→ **Given passage**:
——
Our visual system distorts reality in various ways in order to present a view of the world that is (usually) more helpful to us than a truly accurate representation would be. Optical illusions lay bare the tricks our brains are pulling on us. They are powerful reminders that we don’t see reality as it is.
If you lay a ruler across the lines in the above checkerboard pattern you’ll see that they are perfectly straight, even though they certainly don’t appear that way.
Quoting Hoffman again:
Evolution has shaped us with perceptions that allow us to survive. They guide adaptive behaviors. But part of that involves hiding from us the stuff we don’t need to know. And that’s pretty much all of reality, whatever reality might be. If you had to spend all that time figuring it out, the tiger would eat you.
Hoffman has developed a mathematical model of conscious experience:
My intuition was, there are conscious experiences. I have pains, tastes, smells, all my sensory experiences, moods, emotions and so forth. So I’m just going to say: One part of this consciousness structure is a set of all possible experiences. When I’m having an experience, based on that experience I may want to change what I’m doing. So I need to have a collection of possible actions I can take and a decision strategy that, given my experiences, allows me to change how I’m acting. That’s the basic idea of the whole thing. I have a space X of experiences, a space G of actions, and an algorithm D that lets me choose a new action given my experiences. Then I posited a W for a world, which is also a probability space. Somehow the world affects my perceptions, so there’s a perception map P from the world to my experiences, and when I act, I change the world, so there’s a map A from the space of actions to the world. That’s the entire structure. Six elements. The claim is: This is the structure of consciousness. I put that out there so people have something to shoot at.
——
→ **Given exercise 1**:
Summarize the passage on perception and reality in two sentences.
→ **Given exercise 2**:
Resume the passage on perception and reality after its final sentence and carry it forward.

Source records
——
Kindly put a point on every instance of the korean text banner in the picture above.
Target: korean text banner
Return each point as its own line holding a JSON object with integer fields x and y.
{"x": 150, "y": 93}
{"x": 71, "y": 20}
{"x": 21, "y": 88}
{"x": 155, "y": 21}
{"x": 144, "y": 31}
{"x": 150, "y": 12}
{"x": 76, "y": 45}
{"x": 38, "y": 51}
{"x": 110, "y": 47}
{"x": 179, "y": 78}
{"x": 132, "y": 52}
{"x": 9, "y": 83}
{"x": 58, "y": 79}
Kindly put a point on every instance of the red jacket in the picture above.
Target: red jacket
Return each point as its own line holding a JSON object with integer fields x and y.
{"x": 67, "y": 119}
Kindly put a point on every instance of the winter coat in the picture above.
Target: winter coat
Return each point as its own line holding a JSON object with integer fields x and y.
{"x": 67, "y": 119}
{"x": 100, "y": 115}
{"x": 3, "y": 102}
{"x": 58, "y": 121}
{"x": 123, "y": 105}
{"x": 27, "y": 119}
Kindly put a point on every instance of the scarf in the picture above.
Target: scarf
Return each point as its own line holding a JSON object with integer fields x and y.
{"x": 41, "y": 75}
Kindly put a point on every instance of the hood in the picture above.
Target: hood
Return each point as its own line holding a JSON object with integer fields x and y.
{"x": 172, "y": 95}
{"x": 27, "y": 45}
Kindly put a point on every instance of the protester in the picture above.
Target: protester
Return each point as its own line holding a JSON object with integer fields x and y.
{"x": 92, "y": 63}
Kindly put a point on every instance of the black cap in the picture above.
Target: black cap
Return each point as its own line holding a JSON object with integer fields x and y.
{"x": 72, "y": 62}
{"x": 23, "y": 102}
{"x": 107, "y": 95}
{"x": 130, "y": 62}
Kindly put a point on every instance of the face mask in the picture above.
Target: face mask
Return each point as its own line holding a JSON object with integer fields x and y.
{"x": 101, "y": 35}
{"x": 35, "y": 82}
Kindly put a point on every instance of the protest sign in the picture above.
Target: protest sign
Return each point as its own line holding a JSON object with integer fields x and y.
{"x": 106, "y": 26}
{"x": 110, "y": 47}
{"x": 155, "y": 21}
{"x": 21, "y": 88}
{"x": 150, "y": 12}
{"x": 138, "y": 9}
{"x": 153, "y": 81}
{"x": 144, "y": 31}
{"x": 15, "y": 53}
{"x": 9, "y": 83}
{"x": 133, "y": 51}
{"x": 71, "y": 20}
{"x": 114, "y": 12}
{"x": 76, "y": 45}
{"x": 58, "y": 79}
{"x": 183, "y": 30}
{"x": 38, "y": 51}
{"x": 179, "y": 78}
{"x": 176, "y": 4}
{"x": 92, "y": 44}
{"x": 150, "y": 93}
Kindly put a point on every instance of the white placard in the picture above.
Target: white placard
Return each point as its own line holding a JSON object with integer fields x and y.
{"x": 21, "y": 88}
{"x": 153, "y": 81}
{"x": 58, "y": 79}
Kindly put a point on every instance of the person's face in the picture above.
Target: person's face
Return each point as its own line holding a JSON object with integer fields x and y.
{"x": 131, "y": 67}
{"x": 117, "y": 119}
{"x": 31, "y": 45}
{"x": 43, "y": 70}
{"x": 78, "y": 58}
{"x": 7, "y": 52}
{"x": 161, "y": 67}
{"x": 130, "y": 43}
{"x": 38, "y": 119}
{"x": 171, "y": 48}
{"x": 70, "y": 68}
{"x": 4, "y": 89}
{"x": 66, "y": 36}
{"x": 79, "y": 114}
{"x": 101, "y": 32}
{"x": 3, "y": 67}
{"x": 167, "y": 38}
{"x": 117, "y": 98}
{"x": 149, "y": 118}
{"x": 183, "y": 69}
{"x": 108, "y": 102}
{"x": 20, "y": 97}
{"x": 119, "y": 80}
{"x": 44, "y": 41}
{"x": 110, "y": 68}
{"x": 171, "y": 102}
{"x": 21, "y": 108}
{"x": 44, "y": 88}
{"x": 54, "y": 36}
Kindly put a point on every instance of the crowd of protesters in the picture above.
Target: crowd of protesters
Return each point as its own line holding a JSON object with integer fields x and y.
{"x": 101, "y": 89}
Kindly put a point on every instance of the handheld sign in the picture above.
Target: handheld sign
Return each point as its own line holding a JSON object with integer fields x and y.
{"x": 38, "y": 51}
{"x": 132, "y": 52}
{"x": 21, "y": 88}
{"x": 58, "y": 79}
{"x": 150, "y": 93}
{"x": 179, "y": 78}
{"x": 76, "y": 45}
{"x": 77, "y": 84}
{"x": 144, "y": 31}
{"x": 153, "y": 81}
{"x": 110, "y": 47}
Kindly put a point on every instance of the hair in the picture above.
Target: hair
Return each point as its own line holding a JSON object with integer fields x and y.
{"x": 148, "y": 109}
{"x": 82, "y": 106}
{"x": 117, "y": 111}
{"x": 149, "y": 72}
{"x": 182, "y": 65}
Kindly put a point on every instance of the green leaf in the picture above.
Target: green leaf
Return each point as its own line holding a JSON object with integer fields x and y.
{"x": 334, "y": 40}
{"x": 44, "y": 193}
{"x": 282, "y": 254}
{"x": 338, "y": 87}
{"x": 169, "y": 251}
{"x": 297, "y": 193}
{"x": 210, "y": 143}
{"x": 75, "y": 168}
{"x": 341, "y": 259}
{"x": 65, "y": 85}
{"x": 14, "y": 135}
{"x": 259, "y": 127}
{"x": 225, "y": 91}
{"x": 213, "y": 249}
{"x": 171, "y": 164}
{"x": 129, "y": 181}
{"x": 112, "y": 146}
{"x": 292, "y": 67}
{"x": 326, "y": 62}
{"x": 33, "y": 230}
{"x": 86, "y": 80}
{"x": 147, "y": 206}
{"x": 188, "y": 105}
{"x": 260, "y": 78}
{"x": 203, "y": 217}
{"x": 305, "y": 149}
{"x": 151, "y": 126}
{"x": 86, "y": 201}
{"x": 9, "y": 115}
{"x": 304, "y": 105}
——
→ **Reply 1**:
Our visual system distorts reality to give a view that is usually more helpful than an accurate one, and optical illusions expose this, as in a checkerboard pattern whose lines look crooked though they are perfectly straight. According to Hoffman, evolution shaped perceptions that aid survival by hiding nearly all of reality, and Hoffman's mathematical model of consciousness has six elements: a space of experiences, a space of actions, a decision algorithm, a world, a perception map from the world to experiences, and an action map from actions to the world.

→ **Reply 2**:
Here’s the striking thing about that [the external world]. I can pull the W out of the model and stick a conscious agent in its place and get a circuit of conscious agents. In fact, you can have whole networks of arbitrary complexity. And that’s the world.
I call it conscious realism: Objective reality is just conscious agents, just points of view. Interestingly, I can take two conscious agents and have them interact, and the mathematical structure of that interaction also satisfies the definition of a conscious agent. This mathematics is telling me something. I can take two minds, and they can generate a new, unified single mind. Here’s a concrete example. We have two hemispheres in our brain. But when you do a split-brain operation, a complete transection of the corpus callosum, you get clear evidence of two separate consciousnesses. Before that slicing happened, it seemed there was a single unified consciousness. So it’s not implausible that there is a single conscious agent. And yet it’s also the case that there are two conscious agents there, and you can see that when they’re split. I didn’t expect that, the mathematics forced me to recognize this. It suggests that I can take separate observers, put them together and create new observers, and keep doing this ad infinitum. It’s conscious agents all the way down.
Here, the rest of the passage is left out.